:: DOCUMENT ::
(begin)

The Batman of Bruce Timm and Paul Dini’s “Animated Universe” beginning with Batman: The Animated Series is one many fans hold as the gold standard of what Batman should be. The coolest, the most compelling and the most thrilling to see in action. But is this Batman happy? Sweet Martha, no. The future depicted by this universe in 2000’s Batman Beyond animated series and all the comics that followed shows us an embittered Batman disillusioned with his own capabilities and reckoning with a life he fears he may have wasted pursuing an impossible goal. There could be hope for redemption for Old Man Bruce in his relationship with his new protege, the plucky young Terry McGinnis, but this may be a Batman beyond smiling.

(end)

:: SOURCE EXCERPT ::

(begin)

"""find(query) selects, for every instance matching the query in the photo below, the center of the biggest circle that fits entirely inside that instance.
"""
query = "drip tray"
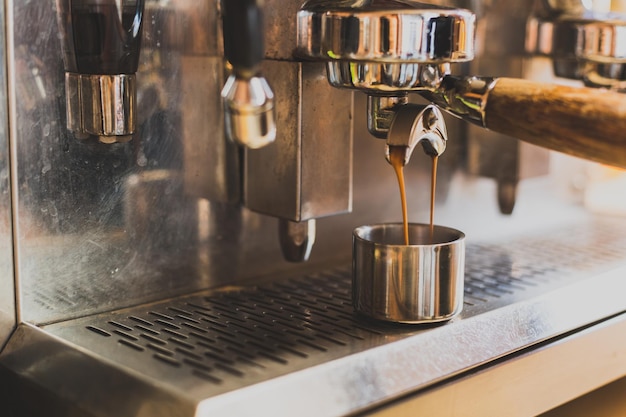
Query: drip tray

(end)

:: THINGS TO DO ::
- a) According to the passage on Batman, which animated series from 2000 shows this universe's future?
- b) Rewrite the paragraph of the passage on Batman that begins "The Batman of Bruce Timm" in a shorter form, keeping its main facts.
- c) In the passage on Batman, write out the text starting at "The Batman of" and ending at "Batman beyond smiling.".

:: SOLUTIONS FOR EACH TASK ::
- a) Batman Beyond

- b) Many fans see the Batman of Bruce Timm and Paul Dini's "Animated Universe," which began with Batman: The Animated Series, as the gold standard: the coolest, most compelling and most thrilling version. He is not happy, though. The 2000 series Batman Beyond and the comics after it show an older, bitter Batman who doubts his abilities and fears he wasted his life chasing an impossible goal. His bond with his new protege, young Terry McGinnis, might offer redemption, but he may be beyond smiling.

- c)
The Batman of Bruce Timm and Paul Dini’s “Animated Universe” beginning with Batman: The Animated Series is one many fans hold as the gold standard of what Batman should be. The coolest, the most compelling and the most thrilling to see in action. But is this Batman happy? Sweet Martha, no. The future depicted by this universe in 2000’s Batman Beyond animated series and all the comics that followed shows us an embittered Batman disillusioned with his own capabilities and reckoning with a life he fears he may have wasted pursuing an impossible goal. There could be hope for redemption for Old Man Bruce in his relationship with his new protege, the plucky young Terry McGinnis, but this may be a Batman beyond smiling.